Transcribe, word for word, the line containing "Put a point on every instance of the tiger leg" and each line following it through the end of the listing below. Omit all other lines.

Pointing dataset excerpts
* start *

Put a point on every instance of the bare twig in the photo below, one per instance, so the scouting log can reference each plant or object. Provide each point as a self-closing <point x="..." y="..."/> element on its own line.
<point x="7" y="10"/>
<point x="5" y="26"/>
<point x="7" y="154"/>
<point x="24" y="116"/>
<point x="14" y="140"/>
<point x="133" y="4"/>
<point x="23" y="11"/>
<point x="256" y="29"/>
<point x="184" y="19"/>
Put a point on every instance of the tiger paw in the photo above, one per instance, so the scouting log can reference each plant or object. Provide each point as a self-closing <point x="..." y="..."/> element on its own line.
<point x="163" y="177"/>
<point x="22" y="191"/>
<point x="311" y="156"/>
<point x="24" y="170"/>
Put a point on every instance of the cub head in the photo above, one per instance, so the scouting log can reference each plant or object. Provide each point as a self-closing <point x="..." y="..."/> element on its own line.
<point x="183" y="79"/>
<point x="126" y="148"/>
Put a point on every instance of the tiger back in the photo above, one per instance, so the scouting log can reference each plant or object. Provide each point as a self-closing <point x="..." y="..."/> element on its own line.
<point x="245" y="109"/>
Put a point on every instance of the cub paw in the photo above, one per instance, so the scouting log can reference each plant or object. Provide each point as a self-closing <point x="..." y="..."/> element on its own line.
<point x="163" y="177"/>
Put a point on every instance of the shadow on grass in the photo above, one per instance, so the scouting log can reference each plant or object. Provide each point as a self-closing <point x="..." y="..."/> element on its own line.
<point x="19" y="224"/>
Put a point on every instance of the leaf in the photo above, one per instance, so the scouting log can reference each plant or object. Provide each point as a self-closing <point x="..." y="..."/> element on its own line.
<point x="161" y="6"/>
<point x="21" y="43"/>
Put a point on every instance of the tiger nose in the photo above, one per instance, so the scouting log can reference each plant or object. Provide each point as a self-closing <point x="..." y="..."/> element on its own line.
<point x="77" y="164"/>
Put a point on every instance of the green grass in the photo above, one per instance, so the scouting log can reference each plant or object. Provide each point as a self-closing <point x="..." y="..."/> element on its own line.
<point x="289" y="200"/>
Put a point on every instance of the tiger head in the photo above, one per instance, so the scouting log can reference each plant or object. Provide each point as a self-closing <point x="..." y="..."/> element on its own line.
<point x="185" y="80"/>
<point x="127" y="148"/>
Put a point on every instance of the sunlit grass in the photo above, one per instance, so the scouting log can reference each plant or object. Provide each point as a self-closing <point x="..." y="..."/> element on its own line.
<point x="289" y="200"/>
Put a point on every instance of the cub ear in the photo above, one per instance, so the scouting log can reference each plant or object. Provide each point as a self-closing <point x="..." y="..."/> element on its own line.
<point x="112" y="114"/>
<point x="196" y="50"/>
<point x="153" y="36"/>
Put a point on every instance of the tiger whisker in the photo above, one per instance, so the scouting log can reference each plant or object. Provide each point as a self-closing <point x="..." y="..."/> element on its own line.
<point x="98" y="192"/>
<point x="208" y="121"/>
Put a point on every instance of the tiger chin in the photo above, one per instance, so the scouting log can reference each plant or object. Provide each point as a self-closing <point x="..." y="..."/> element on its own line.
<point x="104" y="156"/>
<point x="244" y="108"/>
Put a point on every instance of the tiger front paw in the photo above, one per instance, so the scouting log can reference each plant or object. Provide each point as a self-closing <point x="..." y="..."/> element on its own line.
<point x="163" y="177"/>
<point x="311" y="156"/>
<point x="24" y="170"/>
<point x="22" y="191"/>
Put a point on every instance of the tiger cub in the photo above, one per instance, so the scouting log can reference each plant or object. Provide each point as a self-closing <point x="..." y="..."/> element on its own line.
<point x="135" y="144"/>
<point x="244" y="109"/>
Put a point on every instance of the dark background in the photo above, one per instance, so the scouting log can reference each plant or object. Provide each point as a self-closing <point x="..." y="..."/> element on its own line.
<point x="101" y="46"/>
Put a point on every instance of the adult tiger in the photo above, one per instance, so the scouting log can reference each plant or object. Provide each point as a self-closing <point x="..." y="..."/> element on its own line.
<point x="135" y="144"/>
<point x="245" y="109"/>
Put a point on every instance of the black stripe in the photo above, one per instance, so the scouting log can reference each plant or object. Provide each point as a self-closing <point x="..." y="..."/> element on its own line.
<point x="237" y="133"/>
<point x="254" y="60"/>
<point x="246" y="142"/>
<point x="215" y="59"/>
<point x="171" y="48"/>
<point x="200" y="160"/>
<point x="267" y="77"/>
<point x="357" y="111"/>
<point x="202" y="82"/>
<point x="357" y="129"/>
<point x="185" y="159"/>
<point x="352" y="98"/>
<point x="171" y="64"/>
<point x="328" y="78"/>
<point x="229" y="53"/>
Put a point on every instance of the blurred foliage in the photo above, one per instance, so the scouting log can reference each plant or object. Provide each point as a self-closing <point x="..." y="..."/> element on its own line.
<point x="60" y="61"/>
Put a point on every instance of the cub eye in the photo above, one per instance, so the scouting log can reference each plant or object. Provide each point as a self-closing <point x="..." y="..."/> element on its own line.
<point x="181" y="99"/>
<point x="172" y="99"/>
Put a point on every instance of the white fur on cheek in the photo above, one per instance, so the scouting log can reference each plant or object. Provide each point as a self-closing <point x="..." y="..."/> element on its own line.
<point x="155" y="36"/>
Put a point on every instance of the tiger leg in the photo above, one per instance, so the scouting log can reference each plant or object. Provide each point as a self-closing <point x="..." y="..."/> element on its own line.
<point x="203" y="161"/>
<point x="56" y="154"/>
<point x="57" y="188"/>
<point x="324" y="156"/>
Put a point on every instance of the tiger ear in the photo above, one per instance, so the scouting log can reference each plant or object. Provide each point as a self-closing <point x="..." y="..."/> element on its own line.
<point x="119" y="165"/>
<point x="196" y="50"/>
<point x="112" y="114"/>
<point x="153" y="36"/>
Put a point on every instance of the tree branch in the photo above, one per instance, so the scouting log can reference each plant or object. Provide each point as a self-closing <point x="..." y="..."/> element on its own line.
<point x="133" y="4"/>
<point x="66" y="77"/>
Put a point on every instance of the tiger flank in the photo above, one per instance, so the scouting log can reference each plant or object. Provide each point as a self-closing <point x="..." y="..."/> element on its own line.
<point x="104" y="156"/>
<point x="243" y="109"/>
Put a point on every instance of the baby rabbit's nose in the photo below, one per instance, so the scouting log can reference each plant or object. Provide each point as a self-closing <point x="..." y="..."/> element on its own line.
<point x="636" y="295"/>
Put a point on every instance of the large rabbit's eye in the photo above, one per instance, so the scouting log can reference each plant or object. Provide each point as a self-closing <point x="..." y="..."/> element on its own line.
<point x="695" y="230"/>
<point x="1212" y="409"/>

* end *

# OUTPUT BELOW
Put a point on every instance of the tiger leg in the photo above, one per instance, so the scouting log can reference each plant or object. Provide each point as a self-closing <point x="..." y="..."/> element on its own line.
<point x="203" y="161"/>
<point x="56" y="154"/>
<point x="57" y="188"/>
<point x="324" y="156"/>
Put a point on every instance of the tiger ear in the photo above, one per instance, so the scouting log can reference each plant or object. Provide each point as a self-closing <point x="..." y="..."/> element on its own line.
<point x="119" y="165"/>
<point x="196" y="50"/>
<point x="112" y="114"/>
<point x="153" y="36"/>
Put a point on every instance of the tree branch in the photo above, one per instance, so the scouting log can reference each plant or object. Provide each point as a self-closing <point x="..." y="..."/> element on its own line.
<point x="133" y="4"/>
<point x="66" y="77"/>
Put a point on every instance of the tiger flank in the photo above, one per instance, so the scouting log can reference each plant or object. Provide each point as a self-closing <point x="..." y="..."/> element on its own line.
<point x="104" y="156"/>
<point x="243" y="109"/>
Put a point on every instance of the baby rabbit's nose in the photo below, one per instance, so the scouting log can reference each plant or object. Provide each point as a self-closing <point x="..." y="..."/> element on its own line.
<point x="636" y="295"/>
Put a point on every instance of the large rabbit's eye in the photo above, one per instance, so the scouting log can reference each plant or object. Provide each point as a self-closing <point x="..." y="..."/> element on its own line.
<point x="695" y="230"/>
<point x="1212" y="409"/>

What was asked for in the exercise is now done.